**Quoted passage**
____________

At first, I didn't really believe she was gone; thought she most likely had hidden somewhere because of the fact that there was a stranger in the flat. She's usually quite shy with people. But, she wasn't in any of her usual hiding places, so in the end I had to agree with Caroline that she must have slipped out. We went looking for her, but...no joy. I jammed the door downstairs open, in hopes that she would find her own way home.
Which she did (clever kitty!). At 4:30 in the morning, I heard a scratching at the door, followed by a plaintive little meow. Funny, how you can pick your own cat's meow out of a dozen similar ones...I got out of bed, opened the door, and there she was, the little madam, looking as if butter wouldn't melt! Next time, I won't panic so much. She's definitely well able to look after herself. Not like Leila, who isn't able to find her way out of a paper bag -- literally. Believe me, I've seen her get lost in there.
Not a smart cat, my Leila, and not a very brave one either. She hates being taken to the vet's. Her eyes grow big with fear, her ears go back, her heart starts to race, and she tries to crawl under my coat and flatten herself as much as she possibly can. She doesn't like the vet, who's the nicest, gentlest woman you ever met; and who's never hurt her at all. Except for when she stuck that needle in Leila's scruff the last time. And the time before that. And the time before that. And the time before...but other than that, never.
I'd brought a sample of Leila's urine, so they analysed that. Just as I thought: it was full of blood and grit. Last time, the vet had called it struvite stones, but this time, she called it 'urge bladder'. She explained again that they didn't know what caused it exactly: it could be a genetic defect, it could be a bacterium, it could be the weather...She prescribed bladder relaxants and diet food (the mushy kind that Leila doesn't like), charged me 60-odd euros, and told me to come back for more of this preposterously expensive catfood in 5 days time, as Leila's going to have to be on it for a month at least. She's not to have anything else, except for water, plenty of water.
Which means that Clio isn't going to get anything else, either. My flat's an open plan; there's no way I can feed her anywhere where Leila doesn't see or can't get at it. This morning, I had two complaining moggies at my bedside. Their bowls untouched in the kitchen.
I wrestled with Leila to give her her pill, and came away with only a half dozen scratches, a shaken cat, and a guilty conscience. I then left instructions for Caroline not to give in to the girls' pleading eyes, and shut the door behind me with a sigh.
Sometimes, having cats is very hard.

____________

**Data listing**
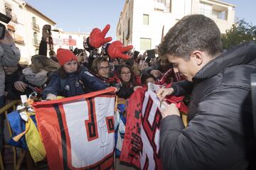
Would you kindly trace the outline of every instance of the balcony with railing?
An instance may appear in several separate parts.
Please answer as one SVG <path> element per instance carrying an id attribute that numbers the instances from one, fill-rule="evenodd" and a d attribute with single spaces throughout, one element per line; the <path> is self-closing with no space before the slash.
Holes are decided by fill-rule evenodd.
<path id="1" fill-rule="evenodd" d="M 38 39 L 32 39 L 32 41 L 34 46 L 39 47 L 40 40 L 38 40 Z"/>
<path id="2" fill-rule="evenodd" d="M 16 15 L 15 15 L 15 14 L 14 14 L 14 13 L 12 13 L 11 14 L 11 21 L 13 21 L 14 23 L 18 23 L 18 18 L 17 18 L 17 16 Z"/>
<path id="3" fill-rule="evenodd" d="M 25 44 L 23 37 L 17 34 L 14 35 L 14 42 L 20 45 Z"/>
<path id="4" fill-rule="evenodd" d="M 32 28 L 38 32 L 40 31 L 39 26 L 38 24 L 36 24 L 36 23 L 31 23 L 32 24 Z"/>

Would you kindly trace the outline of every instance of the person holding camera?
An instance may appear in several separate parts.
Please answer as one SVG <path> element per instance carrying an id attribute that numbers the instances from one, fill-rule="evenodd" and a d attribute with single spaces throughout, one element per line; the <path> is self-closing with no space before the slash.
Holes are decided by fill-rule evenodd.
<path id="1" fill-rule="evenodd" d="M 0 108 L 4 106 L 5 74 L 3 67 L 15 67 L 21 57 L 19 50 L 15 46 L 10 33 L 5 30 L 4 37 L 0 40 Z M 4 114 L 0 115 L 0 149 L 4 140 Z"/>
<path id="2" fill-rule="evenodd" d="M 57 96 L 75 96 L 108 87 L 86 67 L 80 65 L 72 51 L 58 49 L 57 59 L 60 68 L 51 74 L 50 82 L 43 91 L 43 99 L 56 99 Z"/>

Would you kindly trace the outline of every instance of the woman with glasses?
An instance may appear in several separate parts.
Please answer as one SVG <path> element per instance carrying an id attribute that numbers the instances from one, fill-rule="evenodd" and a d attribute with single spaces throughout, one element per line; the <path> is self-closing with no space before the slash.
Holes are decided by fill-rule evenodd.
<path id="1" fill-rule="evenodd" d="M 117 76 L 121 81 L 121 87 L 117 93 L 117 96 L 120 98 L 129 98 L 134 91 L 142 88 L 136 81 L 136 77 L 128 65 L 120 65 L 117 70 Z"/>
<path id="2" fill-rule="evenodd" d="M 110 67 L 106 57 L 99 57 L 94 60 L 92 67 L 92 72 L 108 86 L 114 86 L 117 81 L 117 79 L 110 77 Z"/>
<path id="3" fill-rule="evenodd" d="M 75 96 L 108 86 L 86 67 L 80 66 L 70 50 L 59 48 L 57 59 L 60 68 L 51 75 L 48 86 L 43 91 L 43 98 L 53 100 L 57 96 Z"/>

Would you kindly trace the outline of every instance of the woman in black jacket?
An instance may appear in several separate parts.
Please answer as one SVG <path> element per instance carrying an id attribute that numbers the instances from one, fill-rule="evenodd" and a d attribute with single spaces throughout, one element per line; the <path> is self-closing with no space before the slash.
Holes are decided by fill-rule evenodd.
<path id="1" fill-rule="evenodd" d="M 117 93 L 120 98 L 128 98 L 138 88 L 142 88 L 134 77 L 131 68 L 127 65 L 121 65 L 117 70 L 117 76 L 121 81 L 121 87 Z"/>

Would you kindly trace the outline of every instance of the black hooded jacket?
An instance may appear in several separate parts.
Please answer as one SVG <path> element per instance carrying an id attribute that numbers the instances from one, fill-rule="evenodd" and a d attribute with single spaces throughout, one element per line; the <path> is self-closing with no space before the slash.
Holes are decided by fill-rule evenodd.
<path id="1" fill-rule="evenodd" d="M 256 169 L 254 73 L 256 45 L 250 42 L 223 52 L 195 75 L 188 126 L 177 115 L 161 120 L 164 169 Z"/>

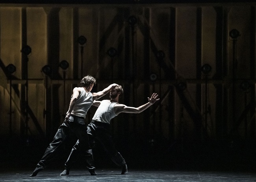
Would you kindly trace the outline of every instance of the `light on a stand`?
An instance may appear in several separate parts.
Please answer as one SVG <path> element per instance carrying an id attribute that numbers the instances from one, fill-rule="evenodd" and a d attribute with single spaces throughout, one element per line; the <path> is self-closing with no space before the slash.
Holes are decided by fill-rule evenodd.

____________

**Task item**
Would you transcribe word for word the stretch of the cat post above that opens with "Which she did" and closes with "lost in there."?

**Written solution**
Which she did (clever kitty!). At 4:30 in the morning, I heard a scratching at the door, followed by a plaintive little meow. Funny, how you can pick your own cat's meow out of a dozen similar ones...I got out of bed, opened the door, and there she was, the little madam, looking as if butter wouldn't melt! Next time, I won't panic so much. She's definitely well able to look after herself. Not like Leila, who isn't able to find her way out of a paper bag -- literally. Believe me, I've seen her get lost in there.